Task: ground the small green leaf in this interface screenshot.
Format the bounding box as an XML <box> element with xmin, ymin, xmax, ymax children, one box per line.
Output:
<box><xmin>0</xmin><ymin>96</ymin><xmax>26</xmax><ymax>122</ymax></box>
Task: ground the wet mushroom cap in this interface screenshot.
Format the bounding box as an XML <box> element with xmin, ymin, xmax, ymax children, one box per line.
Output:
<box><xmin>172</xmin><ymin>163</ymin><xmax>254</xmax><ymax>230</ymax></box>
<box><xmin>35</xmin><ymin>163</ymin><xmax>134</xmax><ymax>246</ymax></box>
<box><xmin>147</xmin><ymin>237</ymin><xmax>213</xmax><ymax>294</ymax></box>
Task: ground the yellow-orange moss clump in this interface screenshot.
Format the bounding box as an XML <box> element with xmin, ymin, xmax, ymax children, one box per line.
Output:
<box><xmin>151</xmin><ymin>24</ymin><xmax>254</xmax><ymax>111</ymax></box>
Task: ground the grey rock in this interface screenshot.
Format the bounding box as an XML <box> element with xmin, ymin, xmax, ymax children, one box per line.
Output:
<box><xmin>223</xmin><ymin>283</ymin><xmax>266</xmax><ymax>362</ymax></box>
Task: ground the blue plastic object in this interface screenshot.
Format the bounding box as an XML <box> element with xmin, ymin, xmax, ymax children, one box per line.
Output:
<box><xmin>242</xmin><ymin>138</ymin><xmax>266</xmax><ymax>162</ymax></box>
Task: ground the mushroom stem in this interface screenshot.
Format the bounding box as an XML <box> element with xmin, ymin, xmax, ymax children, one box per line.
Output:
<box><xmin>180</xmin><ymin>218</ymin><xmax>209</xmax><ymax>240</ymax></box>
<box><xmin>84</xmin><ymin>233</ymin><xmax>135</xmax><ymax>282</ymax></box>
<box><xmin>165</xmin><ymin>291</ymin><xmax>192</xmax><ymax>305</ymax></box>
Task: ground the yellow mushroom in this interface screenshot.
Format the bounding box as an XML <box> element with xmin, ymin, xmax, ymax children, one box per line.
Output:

+++

- Work task -
Output the data above in full and exactly.

- Task result -
Task: ground the small green leaf in this interface screenshot.
Format the bounding box as an XML <box> element with xmin, ymin, xmax, ymax children, one box per line.
Output:
<box><xmin>0</xmin><ymin>96</ymin><xmax>26</xmax><ymax>122</ymax></box>
Task: ground the wet mushroom cap in this interface screenshot.
Format the bounding box as an XML <box> element with xmin, ymin, xmax, ymax children, one box per line.
Output:
<box><xmin>172</xmin><ymin>163</ymin><xmax>254</xmax><ymax>230</ymax></box>
<box><xmin>35</xmin><ymin>163</ymin><xmax>134</xmax><ymax>246</ymax></box>
<box><xmin>147</xmin><ymin>237</ymin><xmax>213</xmax><ymax>294</ymax></box>
Task: ground the yellow-orange moss clump in this interface screenshot.
Format the bounding box as an XML <box> element with xmin, ymin, xmax, ymax children, one box per line.
Output:
<box><xmin>151</xmin><ymin>24</ymin><xmax>254</xmax><ymax>111</ymax></box>
Task: ground the grey rock in this interface screenshot.
Format the bounding box as an XML <box> element with xmin, ymin, xmax, ymax children, one box per line.
Output:
<box><xmin>223</xmin><ymin>283</ymin><xmax>266</xmax><ymax>362</ymax></box>
Task: ground the blue plastic object in this interface screenshot.
Format the bounding box as an XML <box> element with xmin, ymin, xmax, ymax children, one box per line.
Output:
<box><xmin>242</xmin><ymin>138</ymin><xmax>266</xmax><ymax>162</ymax></box>
Task: ground the mushroom stem in this interface screenshot.
Format the bounding box as an XML <box> element with xmin, ymin, xmax, ymax children, one box per line.
Output:
<box><xmin>180</xmin><ymin>218</ymin><xmax>209</xmax><ymax>240</ymax></box>
<box><xmin>84</xmin><ymin>233</ymin><xmax>135</xmax><ymax>282</ymax></box>
<box><xmin>165</xmin><ymin>291</ymin><xmax>192</xmax><ymax>305</ymax></box>
Task: ground the yellow mushroom in this interface screenshot.
Format the bounding box as an XML <box> element with xmin, ymin, xmax, ymax children, one box per line.
Output:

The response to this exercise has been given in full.